Task objective - Return nothing except the lines from the one that contains "Would you be able to point to the pavement" through the end of the material below, each exactly as given.
(Data for analysis Opens)
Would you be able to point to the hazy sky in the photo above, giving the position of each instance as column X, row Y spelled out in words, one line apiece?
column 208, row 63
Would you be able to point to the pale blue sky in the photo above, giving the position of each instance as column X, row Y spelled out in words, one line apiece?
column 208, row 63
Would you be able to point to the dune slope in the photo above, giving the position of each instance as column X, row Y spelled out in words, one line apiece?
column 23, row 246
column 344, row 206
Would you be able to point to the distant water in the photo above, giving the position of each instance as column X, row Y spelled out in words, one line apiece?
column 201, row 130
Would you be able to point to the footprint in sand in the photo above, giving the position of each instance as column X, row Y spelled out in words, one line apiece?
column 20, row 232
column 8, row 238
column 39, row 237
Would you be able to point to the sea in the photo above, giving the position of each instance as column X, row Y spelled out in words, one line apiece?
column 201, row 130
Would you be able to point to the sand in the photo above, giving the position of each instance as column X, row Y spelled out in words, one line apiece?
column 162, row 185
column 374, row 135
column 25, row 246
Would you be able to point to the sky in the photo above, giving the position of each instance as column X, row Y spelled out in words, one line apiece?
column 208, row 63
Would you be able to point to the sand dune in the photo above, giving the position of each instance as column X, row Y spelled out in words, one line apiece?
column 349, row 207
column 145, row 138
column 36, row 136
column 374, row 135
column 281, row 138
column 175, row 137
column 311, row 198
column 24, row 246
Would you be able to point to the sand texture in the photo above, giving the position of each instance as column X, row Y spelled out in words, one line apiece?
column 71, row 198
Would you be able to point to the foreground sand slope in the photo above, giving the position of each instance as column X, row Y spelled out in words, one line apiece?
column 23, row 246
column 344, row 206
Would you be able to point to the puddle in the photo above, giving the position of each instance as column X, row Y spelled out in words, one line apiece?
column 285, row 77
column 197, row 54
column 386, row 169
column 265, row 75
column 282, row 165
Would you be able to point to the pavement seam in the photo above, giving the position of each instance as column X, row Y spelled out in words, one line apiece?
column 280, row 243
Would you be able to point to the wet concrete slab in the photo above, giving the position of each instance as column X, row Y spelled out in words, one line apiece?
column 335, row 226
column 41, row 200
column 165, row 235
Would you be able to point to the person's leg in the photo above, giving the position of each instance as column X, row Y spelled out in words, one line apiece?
(Data for analysis Closes)
Written solution -
Would you be able to point to the pavement seam in the photo above, giving the position of each instance as column X, row Y spelled out in words, one line apiece?
column 280, row 243
Would you be able to point to the wet concrete slab in the photo above, giving the position of each instance as column X, row Y spelled out in words, one line apiece?
column 335, row 226
column 41, row 200
column 165, row 235
Would you be able to point to the person's leg in the photo above, giving the position of each instance as column X, row Y spelled out in words, one line apiece?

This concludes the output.